Study questions:
- a) In the excerpt on Chalabi and Vladan Joler, which city does Chalabi live and teach in today?
- b) Rewrite the stretch of the excerpt on Chalabi and Vladan Joler from "Vladan Joler: Data" through "visibility, and truth.", putting "projects" in place of "interventions".
- c) Extend the excerpt on Chalabi and Vladan Joler, picking up after its last sentence.

=== Excerpt ===

Chalabi was born in Beirut in 1977. He obtained his BA in philosophy in 2002 from the Lebanese University (UL), and a diploma in architecture from the Lebanese Academy of Fine Arts (ALBA) in 2004. He continued his studies in philosophy at Paris 8 where he obtained a Master 2 in 2008, and his PhD in 2017. Chalabi taught philosophy and art theory at the American University of Beirut (AUB), Saint Joseph University (USJ), and the Lebanese Academy of Fine Arts (ALBA) between 2012 and 2021. Today he is an associate professor in the French national education system, and lives and teaches in Paris. His main fields of interest are the study of ontological argumentation and the politics of resistance and image theory, using a Deleuzian and Foucauldian approach. He has published numerous articles on art in the context of the Lebanese wars, on metaphysics, and a book in comparative ontology, La logique de l’argumentation ontologique (L’Harmattan, Paris 2024).
Vladan Joler: Data Situationism and Tactical Archives
Vladan Joler will present two interconnected collective data interventions that document and examine cases of state violence through collective testimony and data structuring. Situated within contemporary repressive political and informational systems, these interventions critically analyze how such systems shape knowledge, visibility, and truth.
The first investigation, Zvučni napad (zvuk.labs.rs), examines a sonic attack during a protest in Belgrade on March 15, 2025, reconstructing the event through thousands of anonymized citizen testimonies that capture sensory, psychological, and physical trauma. The second, Svedočanstva policijske brutalnosti (svedocanstva.labs.rs), focuses on police violence against students and citizens during protests in Novi Sad on September 5, 2025.

=== Extracted records ===

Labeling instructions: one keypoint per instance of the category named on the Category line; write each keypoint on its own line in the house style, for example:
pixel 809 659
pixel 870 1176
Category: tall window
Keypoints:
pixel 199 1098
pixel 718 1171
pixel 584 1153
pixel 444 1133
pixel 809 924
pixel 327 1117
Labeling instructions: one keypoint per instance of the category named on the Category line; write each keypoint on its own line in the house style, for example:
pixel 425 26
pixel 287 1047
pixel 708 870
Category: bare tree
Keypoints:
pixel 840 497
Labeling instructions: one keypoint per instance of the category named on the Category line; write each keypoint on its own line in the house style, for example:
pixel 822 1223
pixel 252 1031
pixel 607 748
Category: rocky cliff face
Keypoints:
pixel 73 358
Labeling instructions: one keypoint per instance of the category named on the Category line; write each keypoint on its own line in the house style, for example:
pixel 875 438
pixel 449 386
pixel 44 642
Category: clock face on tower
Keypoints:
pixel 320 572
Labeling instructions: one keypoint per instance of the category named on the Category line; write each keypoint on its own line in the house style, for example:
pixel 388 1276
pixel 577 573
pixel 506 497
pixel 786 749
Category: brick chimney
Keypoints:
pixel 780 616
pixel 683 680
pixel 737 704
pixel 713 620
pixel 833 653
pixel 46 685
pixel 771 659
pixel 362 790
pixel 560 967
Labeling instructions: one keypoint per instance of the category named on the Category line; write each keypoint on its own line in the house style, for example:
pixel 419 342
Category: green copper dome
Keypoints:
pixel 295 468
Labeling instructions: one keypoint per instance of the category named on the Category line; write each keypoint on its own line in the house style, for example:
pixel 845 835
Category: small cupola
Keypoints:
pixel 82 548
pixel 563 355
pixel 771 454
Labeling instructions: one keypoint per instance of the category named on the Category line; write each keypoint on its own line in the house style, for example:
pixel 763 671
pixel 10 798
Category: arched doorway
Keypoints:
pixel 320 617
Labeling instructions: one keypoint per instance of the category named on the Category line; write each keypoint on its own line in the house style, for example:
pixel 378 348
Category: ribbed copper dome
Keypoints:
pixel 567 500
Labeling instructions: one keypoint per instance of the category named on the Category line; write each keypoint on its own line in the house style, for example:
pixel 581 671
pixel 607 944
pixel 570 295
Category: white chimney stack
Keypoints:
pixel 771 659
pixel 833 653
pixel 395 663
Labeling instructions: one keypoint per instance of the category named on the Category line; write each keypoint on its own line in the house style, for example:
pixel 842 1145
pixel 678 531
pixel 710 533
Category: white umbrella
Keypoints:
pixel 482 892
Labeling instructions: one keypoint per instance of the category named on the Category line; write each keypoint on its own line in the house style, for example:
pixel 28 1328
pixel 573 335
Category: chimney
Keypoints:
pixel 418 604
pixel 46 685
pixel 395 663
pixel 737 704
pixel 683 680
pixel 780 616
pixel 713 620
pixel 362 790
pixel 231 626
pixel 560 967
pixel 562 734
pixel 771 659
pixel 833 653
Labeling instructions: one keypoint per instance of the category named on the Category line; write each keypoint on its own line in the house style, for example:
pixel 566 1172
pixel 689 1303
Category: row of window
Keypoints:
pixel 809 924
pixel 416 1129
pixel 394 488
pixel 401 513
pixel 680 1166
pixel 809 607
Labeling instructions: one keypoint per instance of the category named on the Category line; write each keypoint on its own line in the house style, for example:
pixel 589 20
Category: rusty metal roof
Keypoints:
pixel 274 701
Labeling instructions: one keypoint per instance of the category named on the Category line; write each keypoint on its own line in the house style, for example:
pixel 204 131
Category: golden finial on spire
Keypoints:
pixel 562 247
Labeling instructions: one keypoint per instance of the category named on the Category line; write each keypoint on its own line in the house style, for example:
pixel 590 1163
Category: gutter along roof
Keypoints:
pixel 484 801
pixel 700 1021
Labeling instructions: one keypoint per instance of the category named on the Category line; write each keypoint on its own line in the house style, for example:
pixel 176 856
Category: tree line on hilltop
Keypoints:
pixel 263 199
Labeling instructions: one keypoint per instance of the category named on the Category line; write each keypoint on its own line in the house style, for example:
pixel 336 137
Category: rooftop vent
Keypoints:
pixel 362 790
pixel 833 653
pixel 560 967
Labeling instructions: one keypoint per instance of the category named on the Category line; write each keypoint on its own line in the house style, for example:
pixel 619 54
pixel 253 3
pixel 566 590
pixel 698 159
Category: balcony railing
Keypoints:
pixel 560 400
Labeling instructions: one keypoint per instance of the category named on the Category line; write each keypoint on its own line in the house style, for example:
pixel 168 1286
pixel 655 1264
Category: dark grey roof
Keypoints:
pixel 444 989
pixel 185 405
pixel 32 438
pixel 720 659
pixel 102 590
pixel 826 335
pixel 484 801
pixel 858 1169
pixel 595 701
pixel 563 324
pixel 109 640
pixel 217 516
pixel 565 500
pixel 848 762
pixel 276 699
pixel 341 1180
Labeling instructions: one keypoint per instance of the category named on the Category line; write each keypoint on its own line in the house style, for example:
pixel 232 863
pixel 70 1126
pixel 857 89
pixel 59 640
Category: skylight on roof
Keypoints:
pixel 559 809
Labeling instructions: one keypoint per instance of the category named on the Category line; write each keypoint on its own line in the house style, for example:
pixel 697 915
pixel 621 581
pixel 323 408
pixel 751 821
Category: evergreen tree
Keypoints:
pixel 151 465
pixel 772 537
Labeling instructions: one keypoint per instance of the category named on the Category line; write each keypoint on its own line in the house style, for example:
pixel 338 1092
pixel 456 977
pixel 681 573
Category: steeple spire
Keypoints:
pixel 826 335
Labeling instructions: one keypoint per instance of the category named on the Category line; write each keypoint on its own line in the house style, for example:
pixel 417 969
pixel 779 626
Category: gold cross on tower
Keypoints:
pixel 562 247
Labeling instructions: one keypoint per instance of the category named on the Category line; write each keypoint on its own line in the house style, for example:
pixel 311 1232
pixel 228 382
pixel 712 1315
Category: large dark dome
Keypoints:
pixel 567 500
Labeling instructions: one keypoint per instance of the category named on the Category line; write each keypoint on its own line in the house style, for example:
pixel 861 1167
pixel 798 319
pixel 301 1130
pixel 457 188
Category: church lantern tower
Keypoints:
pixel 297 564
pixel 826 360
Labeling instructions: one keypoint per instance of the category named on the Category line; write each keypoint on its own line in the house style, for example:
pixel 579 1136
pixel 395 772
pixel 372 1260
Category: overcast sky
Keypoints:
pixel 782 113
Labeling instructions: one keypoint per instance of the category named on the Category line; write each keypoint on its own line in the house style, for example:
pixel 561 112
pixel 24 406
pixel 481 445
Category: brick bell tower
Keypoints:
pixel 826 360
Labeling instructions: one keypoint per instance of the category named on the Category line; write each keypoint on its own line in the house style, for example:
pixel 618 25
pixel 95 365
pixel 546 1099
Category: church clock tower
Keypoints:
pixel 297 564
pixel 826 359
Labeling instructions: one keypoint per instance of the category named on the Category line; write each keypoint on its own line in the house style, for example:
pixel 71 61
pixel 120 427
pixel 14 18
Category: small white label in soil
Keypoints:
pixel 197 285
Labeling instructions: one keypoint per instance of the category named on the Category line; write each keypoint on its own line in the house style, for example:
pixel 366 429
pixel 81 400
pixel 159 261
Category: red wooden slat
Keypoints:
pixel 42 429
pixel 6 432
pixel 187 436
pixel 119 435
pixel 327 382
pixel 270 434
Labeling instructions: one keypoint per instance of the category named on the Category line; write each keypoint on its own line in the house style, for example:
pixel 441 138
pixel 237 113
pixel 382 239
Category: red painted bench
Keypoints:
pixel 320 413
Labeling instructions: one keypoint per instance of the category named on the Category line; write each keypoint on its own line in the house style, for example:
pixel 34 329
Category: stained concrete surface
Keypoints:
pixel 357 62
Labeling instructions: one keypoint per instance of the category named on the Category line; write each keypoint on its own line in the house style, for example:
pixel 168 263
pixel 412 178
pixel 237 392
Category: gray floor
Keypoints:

===

Results in order:
- a) Paris.

- b)
Vladan Joler: Data Situationism and Tactical Archives
Vladan Joler will present two interconnected collective data projects that document and examine cases of state violence through collective testimony and data structuring. Situated within contemporary repressive political and informational systems, these projects critically analyze how such systems shape knowledge, visibility, and truth.

- c)
Together, these rapid-response interventions form a tactical archive that transforms fragmented collective experiences and trauma into structured evidence. Combining participatory methodologies, digital forensics, and artistic practice, the project positions archiving as a political act and a form of collective post-traumatic care.
Understood as data situationism, this approach seeks to reclaim informational space by challenging how reality is encoded, processed, and governed through data. It confronts post-truth conditions and institutional silence not only by making violence visible, but by proposing alternative, collectively governed forms of knowledge production, reclaiming public memory as a space of resistance, accountability, and epistemic justice.
Prof. Dr. Vladan Joler is an academic, researcher, and artist working at the intersection of technology and society. His practice combines critical and system design, data investigations and counter-cartography to explore algorithmic transparency, digital labor, and invisible infrastructures. He is a recipient of the Silver Lion at the 2025 Venice Architecture Biennale, the 2024 S+T+ARTS Grand Prize, and the 2019 Design of the Year Award. His work is held in major collections and exhibited internationally.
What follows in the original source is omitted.